* _Problem to solve_
Can you copy every one of the records below word for word, leaving out the pictures?

* _Data shown_
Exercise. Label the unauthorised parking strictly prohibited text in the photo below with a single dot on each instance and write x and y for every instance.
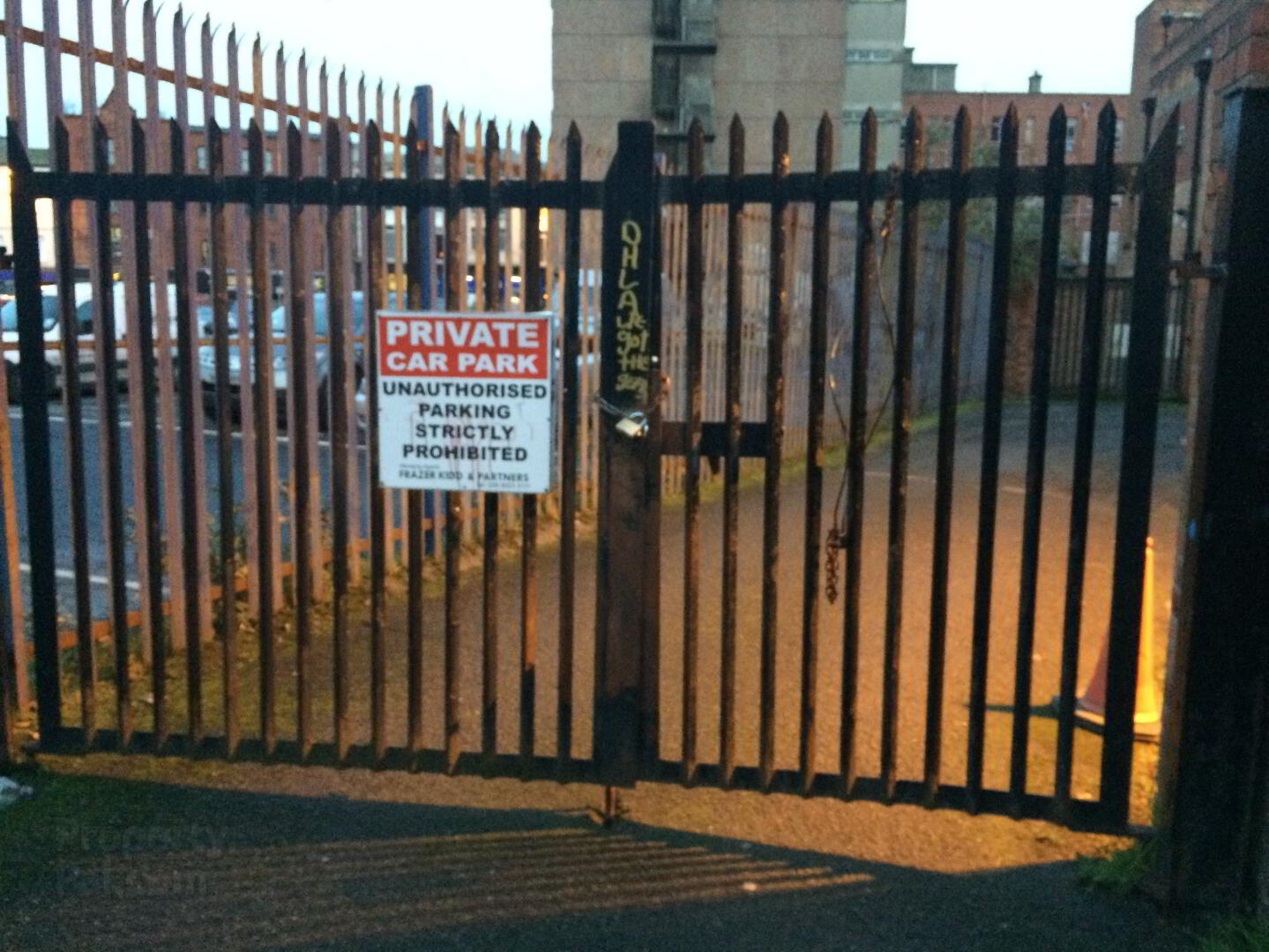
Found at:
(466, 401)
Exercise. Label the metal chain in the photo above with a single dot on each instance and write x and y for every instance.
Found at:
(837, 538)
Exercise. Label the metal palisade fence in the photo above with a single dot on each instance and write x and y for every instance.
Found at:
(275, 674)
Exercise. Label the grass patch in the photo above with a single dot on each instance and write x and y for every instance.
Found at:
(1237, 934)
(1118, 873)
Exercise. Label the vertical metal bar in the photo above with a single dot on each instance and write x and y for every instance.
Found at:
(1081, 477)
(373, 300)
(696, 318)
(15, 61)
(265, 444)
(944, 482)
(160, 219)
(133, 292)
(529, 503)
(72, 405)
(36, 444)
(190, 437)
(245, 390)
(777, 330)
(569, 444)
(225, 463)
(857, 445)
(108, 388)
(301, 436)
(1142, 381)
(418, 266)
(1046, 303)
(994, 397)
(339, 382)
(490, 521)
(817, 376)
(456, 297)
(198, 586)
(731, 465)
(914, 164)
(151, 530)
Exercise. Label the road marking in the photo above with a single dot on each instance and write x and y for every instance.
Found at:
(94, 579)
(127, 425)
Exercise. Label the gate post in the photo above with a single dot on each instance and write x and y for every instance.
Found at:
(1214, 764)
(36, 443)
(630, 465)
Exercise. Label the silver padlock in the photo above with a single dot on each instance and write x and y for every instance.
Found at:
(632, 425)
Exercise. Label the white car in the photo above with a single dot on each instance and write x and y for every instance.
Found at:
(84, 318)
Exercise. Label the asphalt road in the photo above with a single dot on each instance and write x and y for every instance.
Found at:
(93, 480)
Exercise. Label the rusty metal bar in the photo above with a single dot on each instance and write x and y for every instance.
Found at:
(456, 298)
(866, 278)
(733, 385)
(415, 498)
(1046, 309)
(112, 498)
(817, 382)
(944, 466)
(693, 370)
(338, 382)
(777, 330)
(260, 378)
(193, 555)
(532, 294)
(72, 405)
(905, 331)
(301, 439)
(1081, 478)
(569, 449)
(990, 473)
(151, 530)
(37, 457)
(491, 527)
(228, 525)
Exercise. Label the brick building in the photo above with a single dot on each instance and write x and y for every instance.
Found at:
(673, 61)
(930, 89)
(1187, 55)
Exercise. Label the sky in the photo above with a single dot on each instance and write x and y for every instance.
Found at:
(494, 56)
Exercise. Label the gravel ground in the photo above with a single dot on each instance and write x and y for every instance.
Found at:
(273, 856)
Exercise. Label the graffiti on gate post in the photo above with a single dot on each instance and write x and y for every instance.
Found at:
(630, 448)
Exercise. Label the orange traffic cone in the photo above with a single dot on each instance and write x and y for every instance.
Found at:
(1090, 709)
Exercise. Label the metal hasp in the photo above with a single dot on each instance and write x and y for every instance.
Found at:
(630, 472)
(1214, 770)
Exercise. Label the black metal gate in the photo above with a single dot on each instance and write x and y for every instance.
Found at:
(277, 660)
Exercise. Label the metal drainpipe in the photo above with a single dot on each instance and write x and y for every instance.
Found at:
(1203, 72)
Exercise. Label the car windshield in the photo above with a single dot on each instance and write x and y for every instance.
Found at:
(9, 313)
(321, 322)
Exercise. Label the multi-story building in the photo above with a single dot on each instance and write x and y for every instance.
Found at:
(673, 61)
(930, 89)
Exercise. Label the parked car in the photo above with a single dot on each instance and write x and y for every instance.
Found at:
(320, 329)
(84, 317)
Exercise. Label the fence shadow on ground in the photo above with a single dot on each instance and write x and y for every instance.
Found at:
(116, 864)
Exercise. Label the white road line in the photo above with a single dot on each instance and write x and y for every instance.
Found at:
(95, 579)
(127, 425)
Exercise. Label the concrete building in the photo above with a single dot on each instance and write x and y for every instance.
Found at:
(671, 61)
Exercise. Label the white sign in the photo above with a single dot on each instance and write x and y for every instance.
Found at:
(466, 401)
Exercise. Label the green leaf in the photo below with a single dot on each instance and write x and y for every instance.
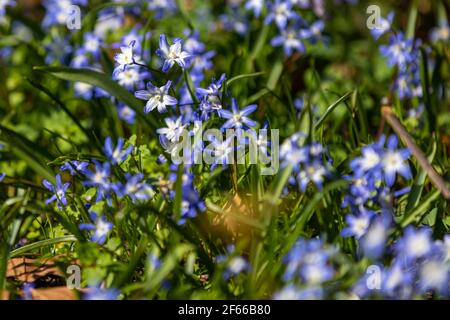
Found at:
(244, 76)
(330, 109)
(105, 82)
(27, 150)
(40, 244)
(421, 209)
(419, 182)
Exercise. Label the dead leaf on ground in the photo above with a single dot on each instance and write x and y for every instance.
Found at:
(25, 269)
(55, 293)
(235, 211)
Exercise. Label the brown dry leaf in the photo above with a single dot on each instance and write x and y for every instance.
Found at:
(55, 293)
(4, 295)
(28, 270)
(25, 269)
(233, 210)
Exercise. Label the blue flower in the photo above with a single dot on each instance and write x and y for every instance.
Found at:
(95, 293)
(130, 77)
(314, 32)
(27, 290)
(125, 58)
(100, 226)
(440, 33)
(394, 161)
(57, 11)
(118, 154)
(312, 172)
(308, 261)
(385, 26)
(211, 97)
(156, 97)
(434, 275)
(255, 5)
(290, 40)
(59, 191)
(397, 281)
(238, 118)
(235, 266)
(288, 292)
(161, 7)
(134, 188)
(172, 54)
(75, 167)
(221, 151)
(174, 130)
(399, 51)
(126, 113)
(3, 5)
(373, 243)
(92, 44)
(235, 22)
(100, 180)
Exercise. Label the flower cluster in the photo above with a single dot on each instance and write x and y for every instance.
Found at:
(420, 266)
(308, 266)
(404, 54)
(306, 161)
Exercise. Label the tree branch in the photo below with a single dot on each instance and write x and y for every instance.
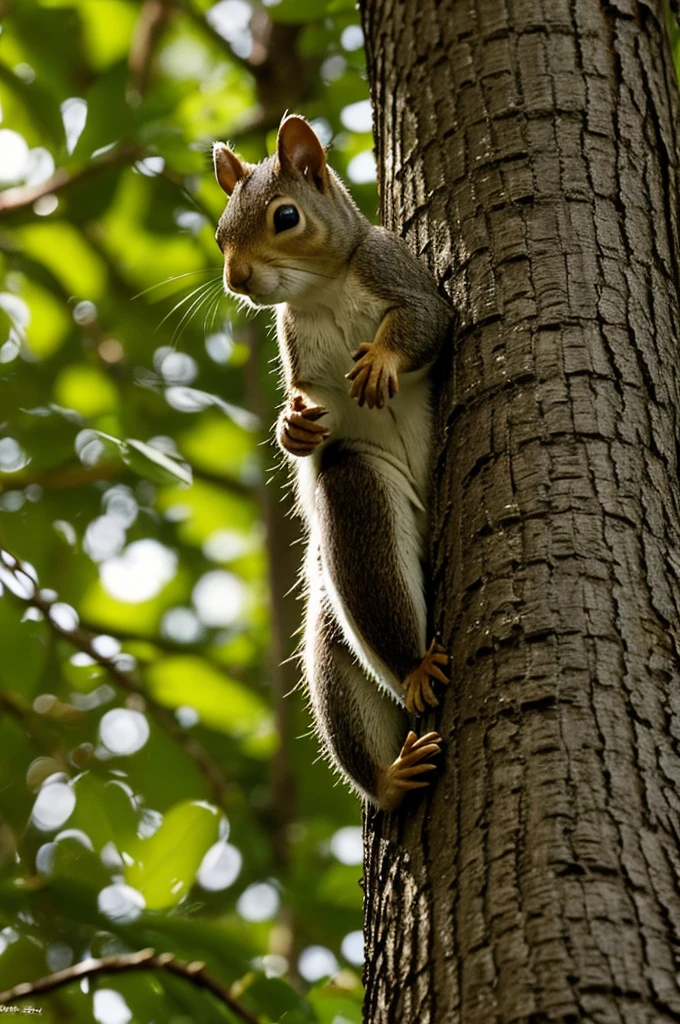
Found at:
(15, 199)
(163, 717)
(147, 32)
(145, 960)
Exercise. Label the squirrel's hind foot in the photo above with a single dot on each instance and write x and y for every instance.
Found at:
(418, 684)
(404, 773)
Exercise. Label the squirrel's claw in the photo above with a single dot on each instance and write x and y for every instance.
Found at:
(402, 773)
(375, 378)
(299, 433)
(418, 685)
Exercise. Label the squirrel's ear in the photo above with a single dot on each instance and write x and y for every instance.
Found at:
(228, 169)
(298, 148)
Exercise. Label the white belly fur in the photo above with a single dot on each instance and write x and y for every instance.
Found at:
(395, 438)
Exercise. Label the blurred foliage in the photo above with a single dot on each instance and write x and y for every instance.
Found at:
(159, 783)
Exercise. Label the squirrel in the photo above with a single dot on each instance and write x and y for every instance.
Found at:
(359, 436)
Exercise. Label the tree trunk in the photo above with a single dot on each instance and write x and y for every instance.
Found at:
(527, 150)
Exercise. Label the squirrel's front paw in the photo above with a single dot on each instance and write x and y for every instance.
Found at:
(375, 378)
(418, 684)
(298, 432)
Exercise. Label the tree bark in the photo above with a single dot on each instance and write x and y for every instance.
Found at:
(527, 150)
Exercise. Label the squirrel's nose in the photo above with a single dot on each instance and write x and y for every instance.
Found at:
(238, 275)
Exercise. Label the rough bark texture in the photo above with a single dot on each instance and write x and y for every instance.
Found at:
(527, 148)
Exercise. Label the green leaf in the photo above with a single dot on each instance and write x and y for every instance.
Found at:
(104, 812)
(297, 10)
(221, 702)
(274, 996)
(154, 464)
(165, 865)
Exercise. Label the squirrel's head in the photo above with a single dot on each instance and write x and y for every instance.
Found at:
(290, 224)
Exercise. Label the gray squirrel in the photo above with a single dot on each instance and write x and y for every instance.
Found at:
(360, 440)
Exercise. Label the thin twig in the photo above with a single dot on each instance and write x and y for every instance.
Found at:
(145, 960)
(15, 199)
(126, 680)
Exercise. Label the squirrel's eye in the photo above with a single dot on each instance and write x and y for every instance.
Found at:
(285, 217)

* _Solution to this task_
Exercise. Label the unauthorised parking strictly prohibited text in the photo below with a single dot on each instance and write x and y for every instance.
Found at:
(466, 401)
Exercise. Label the metal chain in the photo above with a single dot on each instance and write x and y for every instance.
Found at:
(837, 538)
Exercise. Label the metal palisade fence in the photo above with a single dot on each instance and write x and y for every instance.
Found at:
(275, 674)
Exercise. Label the grass patch in the photo above with a single dot on each instance and write x and y for every instance.
Found at:
(1237, 934)
(1118, 873)
Exercise. Label the vertical metal bar in the photo above with a single dot on each instance and write x and y for every instance.
Found at:
(1081, 477)
(373, 300)
(696, 318)
(15, 61)
(265, 444)
(944, 482)
(160, 219)
(133, 292)
(529, 503)
(72, 405)
(36, 444)
(190, 437)
(245, 390)
(777, 330)
(569, 444)
(225, 463)
(857, 445)
(108, 388)
(301, 436)
(1142, 381)
(418, 266)
(1046, 303)
(994, 397)
(339, 382)
(490, 521)
(817, 376)
(456, 297)
(198, 586)
(731, 465)
(914, 164)
(151, 530)
Exercise. Label the road marking in the photo above with a single dot on each instance and write x and y for every instance.
Found at:
(94, 579)
(127, 425)
Exercise. Label the gate post in the photo above with a single dot on each instance and write x and y for every instance.
Found at:
(1214, 764)
(36, 443)
(630, 465)
Exercise. Label the silver padlock in the photo above with a single dot on each instance and write x and y for every instance.
Found at:
(632, 425)
Exercise. Label the white car in the photo above with a single dot on each instance and write x and y for every instance.
Found at:
(84, 318)
Exercise. Label the asphalt road in the photo above with a single dot on each instance and write x and y for every instance.
Found at:
(93, 480)
Exercise. Label the rusty metal bar in the photo above with a single dot on each instance and write x and y for every instance.
Found at:
(456, 298)
(866, 278)
(733, 385)
(415, 498)
(1046, 309)
(112, 498)
(817, 382)
(944, 466)
(693, 370)
(338, 382)
(777, 330)
(260, 378)
(193, 555)
(532, 294)
(72, 405)
(905, 331)
(301, 439)
(1081, 478)
(569, 449)
(990, 473)
(151, 530)
(37, 457)
(491, 527)
(228, 525)
Exercise. Label the brick building in the photo above with a single dot on each instance and write x and y for every instance.
Found at:
(673, 61)
(930, 89)
(1187, 55)
Exercise. Label the sky in the photo above with a single dot on each instance and write x and y for every instance.
Found at:
(494, 56)
Exercise. Label the gravel ground in the photo above with a single dot on each instance and write x and y for every instance.
Found at:
(273, 856)
Exercise. Label the graffiti on gate post in the photo above with a single dot on each instance and write x and y for every instance.
Found at:
(630, 448)
Exercise. Label the orange traffic cone in the photo above with a single dot on each instance and write x and y for every instance.
Found at:
(1090, 709)
Exercise. Label the metal hasp in the photo above with a single dot on each instance and write x and y for every instance.
Found at:
(630, 472)
(1214, 770)
Exercise. Label the black metal gate in the photo above with a single dot on each instance and write x and y for every instance.
Found at:
(277, 660)
Exercise. Label the metal drainpipe in the photo above with a single dot on each instance and write x and y for every instance.
Found at:
(1203, 72)
Exercise. Label the car windshield in the photo above with a single dot on each instance and write x and y for every instance.
Found at:
(9, 313)
(321, 322)
Exercise. Label the multi-story building in the photo above with a single dot on each instance and write x and y for every instance.
Found at:
(673, 61)
(930, 89)
Exercise. Label the parked car in the photo above with a single dot on each instance and write x and y for every instance.
Found at:
(320, 329)
(84, 317)
Exercise. Label the fence shadow on ground in the photo above with a single dot on each instance and write x and y for every instance.
Found at:
(116, 864)
Exercise. Label the white road line in the photo above with a single dot on each instance and write x and y for every instance.
Found at:
(95, 579)
(127, 425)
Exercise. Label the concrete building in the photo above with a single dot on each instance and write x and y for every instance.
Found at:
(671, 61)
Exercise. Label the white sign in the photo above with a single dot on each instance and write x and y for every instance.
Found at:
(466, 401)
Exercise. Label the green leaf in the photo below with a single dot on each instance and write x and y for every instance.
Found at:
(244, 76)
(330, 109)
(105, 82)
(27, 150)
(40, 244)
(421, 209)
(419, 182)
Exercise. Label the dead leaf on ground in the photo above with a single dot on each instance and write x and y for every instance.
Found at:
(25, 269)
(55, 293)
(235, 211)
Exercise. Label the brown dry leaf in the photo above with a single dot on each instance and write x and y for every instance.
Found at:
(55, 293)
(4, 295)
(28, 270)
(25, 269)
(233, 210)
Exercise. Label the blue flower in the photo above with a single dot on each instance and write x and y for every instance.
Found at:
(95, 293)
(130, 77)
(314, 32)
(27, 290)
(125, 58)
(100, 226)
(440, 33)
(394, 161)
(57, 11)
(118, 154)
(312, 172)
(308, 261)
(385, 26)
(211, 97)
(156, 97)
(434, 275)
(255, 5)
(290, 40)
(59, 191)
(397, 281)
(238, 118)
(235, 266)
(288, 292)
(161, 7)
(134, 188)
(172, 54)
(75, 167)
(221, 151)
(174, 130)
(399, 51)
(126, 113)
(3, 5)
(373, 243)
(92, 44)
(235, 22)
(100, 180)
Exercise. Label the flower cluster in the photo above with a single dot on each instance and write x and y for every instance.
Found at:
(420, 266)
(308, 266)
(404, 54)
(306, 161)
Exercise. Label the tree branch in the photo below with a single dot on each instance and write x and y for every instance.
Found at:
(15, 199)
(163, 717)
(147, 32)
(145, 960)
Exercise. Label the squirrel's hind foot in the photo above with a single dot on each instance and write x and y for every instance.
Found at:
(418, 684)
(404, 773)
Exercise. Label the squirrel's claw in the photo above with a single dot on each instance and write x and y for every instance.
Found at:
(402, 773)
(375, 378)
(299, 433)
(418, 685)
Exercise. Label the squirrel's ear in the photo above with a single dot on each instance and write x and y for every instance.
Found at:
(228, 169)
(298, 148)
Exercise. Label the white belly fur in the photo above with a single dot on each instance and write x and y for every instance.
Found at:
(395, 438)
Exercise. Label the blurred foliage in the photo above with a single dot on each instance and write x and y for every instance.
Found at:
(159, 783)
Exercise. Label the squirrel in the photo above with a single dot on each instance and write x and y for every instance.
Found at:
(359, 436)
Exercise. Label the tree trunk in the photo above with a single dot on each instance and write x and y for every instance.
Found at:
(527, 150)
Exercise. Label the squirrel's front paw in the photo above with a single dot on each instance and write x and y for every instance.
Found at:
(375, 378)
(418, 684)
(298, 432)
Exercise. Label the tree bark in the photo above with a single dot on each instance and write x and y for every instance.
Found at:
(527, 150)
Exercise. Label the squirrel's nose in the photo above with a single dot on each instance and write x and y for every instance.
Found at:
(238, 275)
Exercise. Label the rough bark texture in the photo above with a single dot on each instance and write x and y for every instance.
Found at:
(527, 148)
Exercise. Label the green leaf in the photo above with a single dot on each instance and write x and y for every instance.
Found at:
(104, 812)
(297, 10)
(221, 702)
(274, 996)
(154, 464)
(165, 865)
Exercise. Label the squirrel's head in the photo above with a single dot on each instance and write x and y for every instance.
Found at:
(290, 224)
Exercise. Label the gray squirrel in the photo above with a single dot on each instance and write x and y for every instance.
Found at:
(360, 440)
Exercise. Label the thin twig in the photo above with a single dot on each instance and write x and y for every instance.
Found at:
(145, 960)
(15, 199)
(126, 680)
Exercise. Label the squirrel's eye in the photo above with a single dot on each instance and write x and y for every instance.
Found at:
(285, 217)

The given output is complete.